From the line that contains "Target: red flower" to the end of the entries, write out every line exactly, including both ends, and nothing more.

Extracted records
━━━
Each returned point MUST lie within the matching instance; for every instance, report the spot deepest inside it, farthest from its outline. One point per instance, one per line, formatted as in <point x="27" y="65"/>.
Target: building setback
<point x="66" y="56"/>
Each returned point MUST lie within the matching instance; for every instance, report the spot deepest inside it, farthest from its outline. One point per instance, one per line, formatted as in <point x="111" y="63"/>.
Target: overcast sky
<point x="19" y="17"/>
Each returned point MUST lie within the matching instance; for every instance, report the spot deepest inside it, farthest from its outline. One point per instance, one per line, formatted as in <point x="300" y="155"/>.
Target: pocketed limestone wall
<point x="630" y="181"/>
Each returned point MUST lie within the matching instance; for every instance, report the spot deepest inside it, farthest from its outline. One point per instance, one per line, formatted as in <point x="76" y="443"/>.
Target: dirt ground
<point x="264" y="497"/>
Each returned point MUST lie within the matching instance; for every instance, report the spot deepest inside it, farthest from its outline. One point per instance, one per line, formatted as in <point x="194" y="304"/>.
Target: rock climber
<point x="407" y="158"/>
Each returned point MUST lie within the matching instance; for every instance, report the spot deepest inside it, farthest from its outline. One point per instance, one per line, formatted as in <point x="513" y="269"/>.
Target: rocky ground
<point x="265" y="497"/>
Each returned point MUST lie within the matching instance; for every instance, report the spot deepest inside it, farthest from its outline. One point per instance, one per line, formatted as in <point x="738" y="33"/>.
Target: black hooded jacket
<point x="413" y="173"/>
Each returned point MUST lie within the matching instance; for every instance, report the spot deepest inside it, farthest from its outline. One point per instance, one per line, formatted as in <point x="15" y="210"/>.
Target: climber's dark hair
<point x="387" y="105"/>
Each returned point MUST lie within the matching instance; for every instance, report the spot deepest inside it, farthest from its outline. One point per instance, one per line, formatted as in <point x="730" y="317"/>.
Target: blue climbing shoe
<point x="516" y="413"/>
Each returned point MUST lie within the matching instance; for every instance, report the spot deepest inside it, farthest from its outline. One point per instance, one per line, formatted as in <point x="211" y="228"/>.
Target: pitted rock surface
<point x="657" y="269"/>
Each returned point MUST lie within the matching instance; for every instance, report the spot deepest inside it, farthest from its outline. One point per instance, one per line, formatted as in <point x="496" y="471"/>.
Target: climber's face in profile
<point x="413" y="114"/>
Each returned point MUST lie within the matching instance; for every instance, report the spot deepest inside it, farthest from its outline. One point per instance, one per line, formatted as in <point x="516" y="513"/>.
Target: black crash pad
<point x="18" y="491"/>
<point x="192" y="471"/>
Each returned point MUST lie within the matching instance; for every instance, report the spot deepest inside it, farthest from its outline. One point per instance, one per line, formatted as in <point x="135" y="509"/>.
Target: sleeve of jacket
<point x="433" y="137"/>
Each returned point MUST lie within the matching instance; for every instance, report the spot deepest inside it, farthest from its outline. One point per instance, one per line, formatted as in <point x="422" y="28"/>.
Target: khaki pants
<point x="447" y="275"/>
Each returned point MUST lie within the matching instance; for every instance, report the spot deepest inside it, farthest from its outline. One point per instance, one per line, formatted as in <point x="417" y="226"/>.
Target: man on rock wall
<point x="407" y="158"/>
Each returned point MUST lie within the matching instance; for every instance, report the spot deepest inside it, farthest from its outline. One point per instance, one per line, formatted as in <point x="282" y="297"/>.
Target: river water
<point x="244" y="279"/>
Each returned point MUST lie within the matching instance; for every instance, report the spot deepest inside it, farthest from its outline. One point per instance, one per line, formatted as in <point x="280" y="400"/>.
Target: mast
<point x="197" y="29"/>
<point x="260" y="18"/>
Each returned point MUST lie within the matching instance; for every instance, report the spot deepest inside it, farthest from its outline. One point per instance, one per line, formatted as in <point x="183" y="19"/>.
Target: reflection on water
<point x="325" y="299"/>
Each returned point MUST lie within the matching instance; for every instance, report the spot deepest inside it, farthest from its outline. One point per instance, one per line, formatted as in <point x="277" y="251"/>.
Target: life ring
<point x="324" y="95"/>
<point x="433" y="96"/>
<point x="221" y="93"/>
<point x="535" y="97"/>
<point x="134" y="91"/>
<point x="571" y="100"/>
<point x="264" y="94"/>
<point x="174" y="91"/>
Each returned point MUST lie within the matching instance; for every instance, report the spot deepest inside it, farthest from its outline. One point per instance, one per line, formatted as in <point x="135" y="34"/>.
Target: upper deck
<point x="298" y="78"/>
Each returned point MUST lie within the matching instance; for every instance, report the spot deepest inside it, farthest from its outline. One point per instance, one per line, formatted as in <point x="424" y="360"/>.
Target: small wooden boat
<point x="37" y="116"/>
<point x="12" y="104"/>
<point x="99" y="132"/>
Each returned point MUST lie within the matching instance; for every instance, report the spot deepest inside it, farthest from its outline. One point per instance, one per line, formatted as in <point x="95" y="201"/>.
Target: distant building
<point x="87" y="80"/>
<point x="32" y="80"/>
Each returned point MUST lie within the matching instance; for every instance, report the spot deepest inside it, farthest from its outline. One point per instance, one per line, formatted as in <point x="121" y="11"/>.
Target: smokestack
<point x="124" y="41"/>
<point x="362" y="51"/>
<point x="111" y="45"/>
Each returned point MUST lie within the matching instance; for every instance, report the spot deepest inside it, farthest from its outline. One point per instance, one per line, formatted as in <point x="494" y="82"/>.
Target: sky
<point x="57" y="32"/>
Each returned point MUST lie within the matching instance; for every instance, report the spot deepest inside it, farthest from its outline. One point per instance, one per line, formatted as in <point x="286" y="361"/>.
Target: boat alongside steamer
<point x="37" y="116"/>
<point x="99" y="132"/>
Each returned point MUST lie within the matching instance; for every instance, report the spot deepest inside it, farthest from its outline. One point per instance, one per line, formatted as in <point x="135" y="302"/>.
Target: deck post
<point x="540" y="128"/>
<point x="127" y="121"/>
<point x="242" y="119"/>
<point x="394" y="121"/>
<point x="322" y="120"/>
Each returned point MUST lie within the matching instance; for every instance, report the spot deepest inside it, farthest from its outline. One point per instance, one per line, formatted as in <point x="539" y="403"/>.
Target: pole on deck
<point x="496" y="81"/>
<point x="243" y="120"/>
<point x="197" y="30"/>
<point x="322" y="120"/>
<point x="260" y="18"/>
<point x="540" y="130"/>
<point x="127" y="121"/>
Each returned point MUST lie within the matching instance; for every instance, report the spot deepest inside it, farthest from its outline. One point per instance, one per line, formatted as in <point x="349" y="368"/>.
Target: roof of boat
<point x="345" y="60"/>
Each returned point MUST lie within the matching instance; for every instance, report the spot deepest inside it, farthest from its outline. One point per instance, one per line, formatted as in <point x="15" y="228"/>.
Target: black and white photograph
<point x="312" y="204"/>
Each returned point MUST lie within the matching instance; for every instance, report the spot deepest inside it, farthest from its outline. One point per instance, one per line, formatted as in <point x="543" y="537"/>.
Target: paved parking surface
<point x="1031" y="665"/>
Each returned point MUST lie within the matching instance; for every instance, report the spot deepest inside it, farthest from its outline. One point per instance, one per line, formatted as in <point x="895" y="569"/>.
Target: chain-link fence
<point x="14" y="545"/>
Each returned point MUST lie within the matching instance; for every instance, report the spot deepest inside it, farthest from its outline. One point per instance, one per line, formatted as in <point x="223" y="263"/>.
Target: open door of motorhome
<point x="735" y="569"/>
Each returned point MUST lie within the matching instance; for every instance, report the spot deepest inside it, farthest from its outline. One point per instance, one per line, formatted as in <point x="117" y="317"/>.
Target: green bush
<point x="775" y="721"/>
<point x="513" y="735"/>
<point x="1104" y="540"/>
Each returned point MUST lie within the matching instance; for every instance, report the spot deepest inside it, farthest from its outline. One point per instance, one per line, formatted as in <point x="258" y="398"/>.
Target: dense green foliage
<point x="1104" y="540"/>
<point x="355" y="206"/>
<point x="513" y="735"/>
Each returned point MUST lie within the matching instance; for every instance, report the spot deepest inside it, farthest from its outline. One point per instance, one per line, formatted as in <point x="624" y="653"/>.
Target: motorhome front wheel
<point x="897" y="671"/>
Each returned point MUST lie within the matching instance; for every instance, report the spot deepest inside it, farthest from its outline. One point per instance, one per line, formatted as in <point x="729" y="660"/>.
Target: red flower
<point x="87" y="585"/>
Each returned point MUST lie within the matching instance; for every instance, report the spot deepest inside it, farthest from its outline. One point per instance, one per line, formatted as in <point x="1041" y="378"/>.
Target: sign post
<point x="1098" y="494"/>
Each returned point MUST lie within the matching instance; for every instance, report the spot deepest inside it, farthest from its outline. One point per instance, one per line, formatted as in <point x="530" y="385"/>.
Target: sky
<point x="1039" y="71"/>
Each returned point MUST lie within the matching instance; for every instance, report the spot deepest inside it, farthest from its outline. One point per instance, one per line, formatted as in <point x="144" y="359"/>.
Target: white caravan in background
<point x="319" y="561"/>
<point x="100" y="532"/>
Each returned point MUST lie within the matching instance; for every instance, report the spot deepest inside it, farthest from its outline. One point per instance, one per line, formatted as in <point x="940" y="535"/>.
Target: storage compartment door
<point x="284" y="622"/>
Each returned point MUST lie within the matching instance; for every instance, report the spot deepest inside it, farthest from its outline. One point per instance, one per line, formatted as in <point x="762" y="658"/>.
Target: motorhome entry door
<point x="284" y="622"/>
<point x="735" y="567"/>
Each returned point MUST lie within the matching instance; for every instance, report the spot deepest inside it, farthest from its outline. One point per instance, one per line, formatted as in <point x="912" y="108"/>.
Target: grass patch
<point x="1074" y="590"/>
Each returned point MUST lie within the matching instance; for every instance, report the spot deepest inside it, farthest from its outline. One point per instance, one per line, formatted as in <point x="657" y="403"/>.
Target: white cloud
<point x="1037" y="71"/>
━━━
§ **Exercise answer**:
Target: red flower
<point x="87" y="585"/>
Each returned point MUST lie within the matching instance; for every instance, report the spot deepest inside it, farthest from its outline. One point per instance, one per line, formatted as in <point x="1041" y="378"/>.
Target: sign post
<point x="1098" y="494"/>
Each returned point MUST lie within the matching instance; for every instance, report the spot deepest inside it, farthest from its outline. One point per instance, one per line, formatted as in <point x="530" y="385"/>.
Target: sky
<point x="1039" y="71"/>
Each returned point MUST lie within the matching instance; for every instance, report the spot deepest inside it, farthest from its outline. One point per instance, one per line, formatted as in <point x="144" y="359"/>.
Target: white caravan in background
<point x="319" y="561"/>
<point x="100" y="532"/>
Each returned point MUST lie within the matching instance; for every instance, report the spot deepest inside it, farthest from its outline. One point per instance, one per line, formatted as in <point x="940" y="535"/>.
Target: storage compartment door
<point x="284" y="622"/>
Each returned point MUST lie within the matching instance; for every instance, report the spot deepest inside it, farthest from its outline. One point per instance, one per line, formatted as in <point x="762" y="658"/>.
Target: motorhome entry door
<point x="284" y="622"/>
<point x="735" y="567"/>
Each returned point MUST lie within the matching instance; for every instance, report the spot deepest inside it, farthest from its outline. One point per instance, one per line, formatted as in <point x="912" y="108"/>.
Target: grass patch
<point x="1074" y="590"/>
Each returned point MUST lie within the matching instance; for every instance, report the spot deepest inside it, farthest from its outline. One point per instance, one per line, formatted as in <point x="657" y="403"/>.
Target: white cloud
<point x="1037" y="71"/>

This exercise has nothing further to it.